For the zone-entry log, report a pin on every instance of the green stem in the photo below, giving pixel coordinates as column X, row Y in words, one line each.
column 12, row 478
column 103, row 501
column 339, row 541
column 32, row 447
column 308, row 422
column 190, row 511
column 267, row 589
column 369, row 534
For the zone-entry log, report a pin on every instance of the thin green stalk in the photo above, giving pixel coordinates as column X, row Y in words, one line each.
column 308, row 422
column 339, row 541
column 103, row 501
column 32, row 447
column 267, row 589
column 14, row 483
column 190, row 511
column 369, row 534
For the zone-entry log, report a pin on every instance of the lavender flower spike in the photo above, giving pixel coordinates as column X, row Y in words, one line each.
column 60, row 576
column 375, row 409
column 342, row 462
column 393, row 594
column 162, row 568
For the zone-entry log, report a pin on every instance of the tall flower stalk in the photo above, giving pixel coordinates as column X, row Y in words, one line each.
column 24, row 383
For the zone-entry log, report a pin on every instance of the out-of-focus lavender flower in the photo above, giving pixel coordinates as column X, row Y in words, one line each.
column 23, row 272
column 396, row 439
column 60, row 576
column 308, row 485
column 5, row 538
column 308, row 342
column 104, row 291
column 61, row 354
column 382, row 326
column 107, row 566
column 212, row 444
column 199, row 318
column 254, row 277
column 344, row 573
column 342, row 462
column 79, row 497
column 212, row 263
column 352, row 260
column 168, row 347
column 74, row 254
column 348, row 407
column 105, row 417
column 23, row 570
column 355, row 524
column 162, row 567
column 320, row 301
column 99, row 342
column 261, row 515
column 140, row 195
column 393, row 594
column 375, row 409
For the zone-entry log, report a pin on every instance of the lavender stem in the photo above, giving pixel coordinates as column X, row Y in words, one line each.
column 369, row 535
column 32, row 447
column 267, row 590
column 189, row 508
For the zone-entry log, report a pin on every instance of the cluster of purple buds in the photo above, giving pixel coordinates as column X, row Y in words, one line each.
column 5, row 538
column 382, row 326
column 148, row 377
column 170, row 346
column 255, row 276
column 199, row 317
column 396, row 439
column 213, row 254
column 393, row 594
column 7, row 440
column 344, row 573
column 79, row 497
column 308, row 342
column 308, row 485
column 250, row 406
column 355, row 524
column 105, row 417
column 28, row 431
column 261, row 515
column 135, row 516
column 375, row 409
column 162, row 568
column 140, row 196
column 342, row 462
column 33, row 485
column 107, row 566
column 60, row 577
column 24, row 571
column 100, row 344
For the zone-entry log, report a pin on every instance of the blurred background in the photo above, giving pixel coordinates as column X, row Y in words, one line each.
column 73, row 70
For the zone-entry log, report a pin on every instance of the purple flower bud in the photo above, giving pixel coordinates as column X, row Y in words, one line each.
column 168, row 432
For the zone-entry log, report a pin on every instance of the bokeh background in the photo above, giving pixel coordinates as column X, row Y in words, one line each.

§ Consigne
Mettez en CSV à deux colonnes, « consigne » et « réponse », les enregistrements compris entre la ligne contenant "the lavender stem" et celle contenant "column 189, row 508", toutes deux incluses. Faites une ligne par texte avec sa réponse, chaque champ entre guillemets et les sauts de ligne remplacés par des espaces.

§ Solution proposée
consigne,réponse
"For the zone-entry log, report a pin on every instance of the lavender stem in the photo above, giving pixel coordinates as column X, row Y in words, one line each.","column 369, row 535 column 32, row 447 column 267, row 590 column 189, row 508"